> [CHALLENGE 1]
Answer these questions from the forum post about running Temporal on Kubernetes, one line each, marked (a), (b), (c):
(a) What error appeared when the team tried to create a new schedule?
(b) Which pods kept restarting, and what was killing them?
(c) How much CPU and memory do the pods have?
> [CHALLENGE 2]
For each statement below, decide whether it agrees with the forum post about running Temporal on Kubernetes. Answer yes or no, and quote the words of the post that decide it.
(a) The team deployed Temporal using Helm charts.
(b) The deployment runs on Google Kubernetes Engine.
(c) The team's average and peak load is above 10 WPS.
> [CHALLENGE 3] Write the next part of the forum post about running Temporal on Kubernetes, picking up after its last sentence.

> [QUOTED PASSAGE]

## Begin

Recommendation for K8S Cluster; currently using default values

sebastian_violet · October 24, 2023, 9:52pm

Hello Team,

Our team has deployed Temporal using the Helm charts provided here: GitHub - temporalio/helm-charts: Temporal Helm charts

Recently, we got the following error when trying to create a new schedule:

StatusRuntimeException: UNAVAILABLE: Not enough hosts to serve the request

After doing a bit of research, it turns out that the temporaltest-history pods were being killed with OOMKiller(137) and restarting over and over again.

The deployment is on AWS EKS, and the pods have the minimum amount or resources for memory and cpu; 0.25 units for CPU and 0.5 Gib for Memory.

As we are just starting to use Temporal, our avg/peak WPS is < 10 WPS.

## End

> [DATA LINES]
## Begin

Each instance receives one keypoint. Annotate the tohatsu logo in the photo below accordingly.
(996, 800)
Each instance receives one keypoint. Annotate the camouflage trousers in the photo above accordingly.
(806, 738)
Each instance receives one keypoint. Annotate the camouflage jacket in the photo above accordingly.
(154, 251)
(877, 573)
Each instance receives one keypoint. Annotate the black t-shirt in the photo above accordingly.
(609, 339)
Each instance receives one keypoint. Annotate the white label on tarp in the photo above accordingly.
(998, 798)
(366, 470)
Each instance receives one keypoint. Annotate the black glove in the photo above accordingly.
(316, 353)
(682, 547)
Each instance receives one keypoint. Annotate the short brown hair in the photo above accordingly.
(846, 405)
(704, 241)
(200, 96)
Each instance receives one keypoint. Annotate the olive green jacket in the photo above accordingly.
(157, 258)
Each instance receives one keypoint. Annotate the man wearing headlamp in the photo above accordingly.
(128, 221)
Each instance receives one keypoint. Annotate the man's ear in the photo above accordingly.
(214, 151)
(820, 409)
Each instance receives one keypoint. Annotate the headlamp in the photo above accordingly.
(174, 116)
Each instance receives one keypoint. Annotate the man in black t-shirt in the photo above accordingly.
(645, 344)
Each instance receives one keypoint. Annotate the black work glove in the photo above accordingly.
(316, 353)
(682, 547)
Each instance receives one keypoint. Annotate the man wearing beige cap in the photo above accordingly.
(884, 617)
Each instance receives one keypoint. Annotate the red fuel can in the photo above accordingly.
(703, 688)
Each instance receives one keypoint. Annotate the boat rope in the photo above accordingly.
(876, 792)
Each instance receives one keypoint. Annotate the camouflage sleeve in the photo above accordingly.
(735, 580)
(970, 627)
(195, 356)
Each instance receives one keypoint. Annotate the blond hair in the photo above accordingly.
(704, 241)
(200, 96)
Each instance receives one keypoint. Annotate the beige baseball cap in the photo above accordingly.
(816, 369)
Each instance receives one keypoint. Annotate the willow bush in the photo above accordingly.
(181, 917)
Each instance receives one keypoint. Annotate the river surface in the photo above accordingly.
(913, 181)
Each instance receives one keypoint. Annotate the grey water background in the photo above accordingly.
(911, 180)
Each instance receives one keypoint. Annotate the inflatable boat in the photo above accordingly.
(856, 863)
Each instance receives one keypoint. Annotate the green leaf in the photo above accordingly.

## End

> [TASK RESPONSE 1]
(a) StatusRuntimeException: UNAVAILABLE: Not enough hosts to serve the request
(b) The temporaltest-history pods, which were killed by OOMKiller (137).
(c) 0.25 units of CPU and 0.5 Gib of memory.

> [TASK RESPONSE 2]
(a) Yes: "Our team has deployed Temporal using the Helm charts provided here"
(b) No: "The deployment is on AWS EKS"
(c) No: "our avg/peak WPS is < 10 WPS."

> [TASK RESPONSE 3]
Another topic has the following recommendations:

Frontend: …Start with 3 instances of 4 cores and 4GB memory.
History: …Start with 5 history instances with 8 cores and 8 GB memory.
Matching: …Start with 3 matching instances each with 4 cores and 4 GB memory.
Worker: …You can just start with 2 instances each with 4 cores and 4 GB memory.

However, these values seem a bit high for our current operations scale.

Can anyone give recommendations based on throughput?

sebastian_violet · October 24, 2023, 9:53pm

@samar for input.
Thank You

samar · October 24, 2023, 11:26pm

@sebastian_violet can you share the following information for your cluster?

Temporal Server Version
Number of Shards
Config: Max History Cache Size (“history.cacheMaxSize”)
Config: Events Cache Size (“history.eventsCacheMaxSizeBytes”)

sebastian_violet · October 25, 2023, 4:31pm

Here are the values:

Temporal Server Version

server.image.repository=temporalio/server
server.image.tag=1.22.1

Number of Shards

server.config.numHistoryShards=512

Config: Max History Cache Size (“history.cacheMaxSize”)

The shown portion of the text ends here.